Stated problem ▸
Please set down, word for word, the stretch of the extract on sibling sexual trauma from "Laura Davis’ book" through "is not once-and-done.".

Extract ▸
* * * *

When a child has been sexually abused by an adult, the risks and power dynamics usually prevent safe contact going forward.  In sibling sexual trauma, there is a broader spectrum of possibilities.  If both siblings are still children, contact may or may not allow them to continue to live in the same household after treatment.  If they do not live together, it may be appropriate to find other safe ways to mend and continue the relationship.  

 

Youth who cause sexual harm have a much lower risk of re-offending than adults, especially after treatment.  As both siblings mature, and especially if both receive treatment, they have a much greater capacity to learn and abide by appropriate boundaries.  Still, adults caring for children who have been sexually traumatized should never become complacent or overconfident.  

 

Sibling sexual trauma affects the whole family, including other siblings, parents, even grandparents and cousins.  Relationships between parents and children, relationships between spouses, even relationships with siblings who were not directly involved in the trauma can be strained to the breaking point by the stress of dealing with sibling sexual trauma and its aftermath.  So there may be a need or wish for reconciliation in multiple family relationships.

 

Laura Davis’ book I Thought We’d Never Speak Again was inspired by her own journey of reconciliation, as an adult, in the aftermath of incest.  She points out that reconciliation is not all-or-nothing, and it is not once-and-done.

* * * *

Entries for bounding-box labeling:
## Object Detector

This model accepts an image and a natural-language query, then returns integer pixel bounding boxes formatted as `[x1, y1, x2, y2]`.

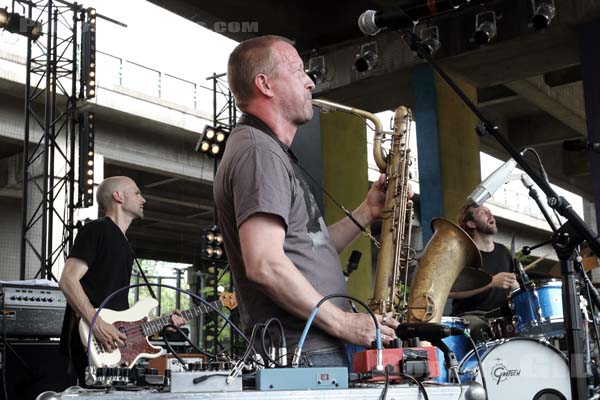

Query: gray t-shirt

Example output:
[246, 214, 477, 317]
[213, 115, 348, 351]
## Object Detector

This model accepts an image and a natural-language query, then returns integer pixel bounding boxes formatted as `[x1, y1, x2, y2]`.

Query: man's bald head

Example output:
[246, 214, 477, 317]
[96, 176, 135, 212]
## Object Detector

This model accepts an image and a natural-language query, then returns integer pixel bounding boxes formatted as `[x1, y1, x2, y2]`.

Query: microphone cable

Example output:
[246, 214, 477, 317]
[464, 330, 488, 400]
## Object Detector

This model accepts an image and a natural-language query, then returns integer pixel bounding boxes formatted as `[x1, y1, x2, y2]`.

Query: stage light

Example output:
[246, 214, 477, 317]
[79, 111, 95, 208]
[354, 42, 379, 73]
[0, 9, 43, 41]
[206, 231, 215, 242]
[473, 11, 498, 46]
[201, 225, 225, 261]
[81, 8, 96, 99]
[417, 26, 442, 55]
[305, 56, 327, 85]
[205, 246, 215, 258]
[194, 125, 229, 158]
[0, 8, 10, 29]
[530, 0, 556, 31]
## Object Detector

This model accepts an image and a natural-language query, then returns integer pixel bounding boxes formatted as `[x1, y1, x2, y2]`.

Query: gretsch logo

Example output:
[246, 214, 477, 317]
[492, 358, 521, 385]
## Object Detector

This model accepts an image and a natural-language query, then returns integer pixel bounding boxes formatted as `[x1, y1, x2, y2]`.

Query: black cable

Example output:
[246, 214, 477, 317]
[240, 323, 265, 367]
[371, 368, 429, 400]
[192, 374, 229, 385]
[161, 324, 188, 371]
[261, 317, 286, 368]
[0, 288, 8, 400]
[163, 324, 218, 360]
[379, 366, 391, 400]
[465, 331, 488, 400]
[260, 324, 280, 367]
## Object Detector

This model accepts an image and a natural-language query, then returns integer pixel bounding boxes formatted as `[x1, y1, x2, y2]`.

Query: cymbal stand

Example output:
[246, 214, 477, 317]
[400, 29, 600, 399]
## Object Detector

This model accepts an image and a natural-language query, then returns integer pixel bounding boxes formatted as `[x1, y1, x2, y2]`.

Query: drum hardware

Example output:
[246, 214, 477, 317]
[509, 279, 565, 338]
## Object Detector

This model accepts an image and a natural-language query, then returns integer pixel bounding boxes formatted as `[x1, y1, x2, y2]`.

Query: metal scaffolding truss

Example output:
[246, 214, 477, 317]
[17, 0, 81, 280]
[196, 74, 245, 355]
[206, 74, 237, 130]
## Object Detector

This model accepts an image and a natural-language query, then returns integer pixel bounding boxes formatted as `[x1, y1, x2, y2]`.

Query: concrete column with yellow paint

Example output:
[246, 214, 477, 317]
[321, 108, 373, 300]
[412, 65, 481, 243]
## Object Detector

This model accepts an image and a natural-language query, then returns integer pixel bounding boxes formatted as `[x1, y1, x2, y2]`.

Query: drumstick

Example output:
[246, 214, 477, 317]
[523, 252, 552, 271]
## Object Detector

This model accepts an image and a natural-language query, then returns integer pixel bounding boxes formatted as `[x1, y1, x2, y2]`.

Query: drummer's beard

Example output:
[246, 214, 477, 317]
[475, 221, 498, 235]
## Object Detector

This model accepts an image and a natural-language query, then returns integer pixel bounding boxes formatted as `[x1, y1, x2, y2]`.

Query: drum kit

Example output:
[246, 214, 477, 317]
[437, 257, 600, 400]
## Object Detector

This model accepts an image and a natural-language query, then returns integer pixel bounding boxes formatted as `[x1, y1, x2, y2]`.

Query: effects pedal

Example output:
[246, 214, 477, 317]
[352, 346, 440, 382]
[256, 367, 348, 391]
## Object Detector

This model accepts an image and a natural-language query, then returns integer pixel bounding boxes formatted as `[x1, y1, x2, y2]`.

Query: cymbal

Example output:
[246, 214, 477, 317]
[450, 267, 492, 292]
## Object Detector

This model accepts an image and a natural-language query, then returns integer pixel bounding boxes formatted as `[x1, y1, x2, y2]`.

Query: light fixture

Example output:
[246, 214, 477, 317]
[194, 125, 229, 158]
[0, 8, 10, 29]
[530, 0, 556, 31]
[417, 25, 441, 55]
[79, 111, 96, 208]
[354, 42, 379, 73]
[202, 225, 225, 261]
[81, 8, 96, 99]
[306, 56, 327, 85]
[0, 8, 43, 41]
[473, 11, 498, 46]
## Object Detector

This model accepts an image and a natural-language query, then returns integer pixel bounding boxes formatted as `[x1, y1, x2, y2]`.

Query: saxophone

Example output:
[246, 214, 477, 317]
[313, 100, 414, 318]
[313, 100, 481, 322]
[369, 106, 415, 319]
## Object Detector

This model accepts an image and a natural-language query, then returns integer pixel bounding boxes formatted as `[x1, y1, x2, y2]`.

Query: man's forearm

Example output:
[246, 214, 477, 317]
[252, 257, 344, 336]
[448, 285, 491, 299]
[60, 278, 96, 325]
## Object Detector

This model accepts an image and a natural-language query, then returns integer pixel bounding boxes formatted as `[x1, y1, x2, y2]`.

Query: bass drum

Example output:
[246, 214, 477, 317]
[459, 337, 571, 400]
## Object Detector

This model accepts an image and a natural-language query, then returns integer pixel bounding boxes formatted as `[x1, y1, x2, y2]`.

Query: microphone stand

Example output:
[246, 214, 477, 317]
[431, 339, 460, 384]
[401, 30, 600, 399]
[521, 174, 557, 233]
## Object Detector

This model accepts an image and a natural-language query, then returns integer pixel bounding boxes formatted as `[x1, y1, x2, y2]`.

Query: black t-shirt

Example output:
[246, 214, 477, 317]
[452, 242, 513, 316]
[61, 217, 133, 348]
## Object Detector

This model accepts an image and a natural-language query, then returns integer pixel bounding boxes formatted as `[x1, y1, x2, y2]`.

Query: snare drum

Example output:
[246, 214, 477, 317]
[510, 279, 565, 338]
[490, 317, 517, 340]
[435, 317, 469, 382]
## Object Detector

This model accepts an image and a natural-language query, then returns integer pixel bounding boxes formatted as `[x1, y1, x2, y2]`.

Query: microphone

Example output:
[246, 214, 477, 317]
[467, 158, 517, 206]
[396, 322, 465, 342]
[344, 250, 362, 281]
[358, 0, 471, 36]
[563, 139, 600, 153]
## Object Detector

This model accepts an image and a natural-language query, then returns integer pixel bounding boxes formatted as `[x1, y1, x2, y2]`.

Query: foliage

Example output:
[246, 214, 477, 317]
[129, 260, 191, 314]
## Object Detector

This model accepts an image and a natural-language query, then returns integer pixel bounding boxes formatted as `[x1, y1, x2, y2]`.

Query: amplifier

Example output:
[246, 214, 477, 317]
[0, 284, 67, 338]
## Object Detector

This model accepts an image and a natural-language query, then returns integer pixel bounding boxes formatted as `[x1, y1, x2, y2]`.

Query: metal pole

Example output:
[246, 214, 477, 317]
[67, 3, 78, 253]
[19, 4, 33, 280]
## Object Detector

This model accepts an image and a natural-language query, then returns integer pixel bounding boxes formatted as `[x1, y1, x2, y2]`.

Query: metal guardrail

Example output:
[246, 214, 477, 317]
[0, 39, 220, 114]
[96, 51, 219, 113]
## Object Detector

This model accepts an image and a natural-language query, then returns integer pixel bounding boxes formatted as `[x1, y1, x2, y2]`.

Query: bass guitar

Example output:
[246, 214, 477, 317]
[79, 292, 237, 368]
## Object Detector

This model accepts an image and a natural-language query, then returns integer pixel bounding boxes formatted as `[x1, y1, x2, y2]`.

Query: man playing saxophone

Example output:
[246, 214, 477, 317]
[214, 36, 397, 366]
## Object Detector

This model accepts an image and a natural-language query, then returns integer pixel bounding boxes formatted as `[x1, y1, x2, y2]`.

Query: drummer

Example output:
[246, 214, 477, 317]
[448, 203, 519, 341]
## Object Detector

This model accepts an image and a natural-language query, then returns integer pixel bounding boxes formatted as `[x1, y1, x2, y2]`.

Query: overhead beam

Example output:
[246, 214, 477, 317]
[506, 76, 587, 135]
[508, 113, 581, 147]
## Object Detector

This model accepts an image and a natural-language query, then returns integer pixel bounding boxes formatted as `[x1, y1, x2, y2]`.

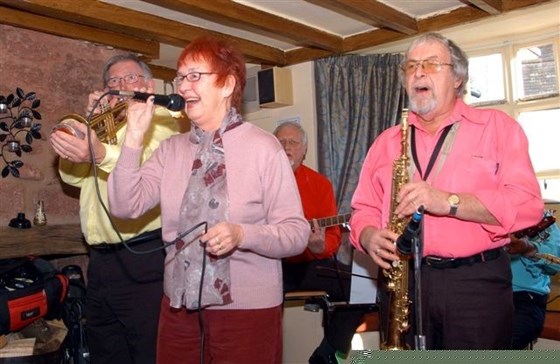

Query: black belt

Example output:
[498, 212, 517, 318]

* * * *

Task result ▸
Laura Davis’ book I Thought We’d Never Speak Again was inspired by her own journey of reconciliation, as an adult, in the aftermath of incest.  She points out that reconciliation is not all-or-nothing, and it is not once-and-done.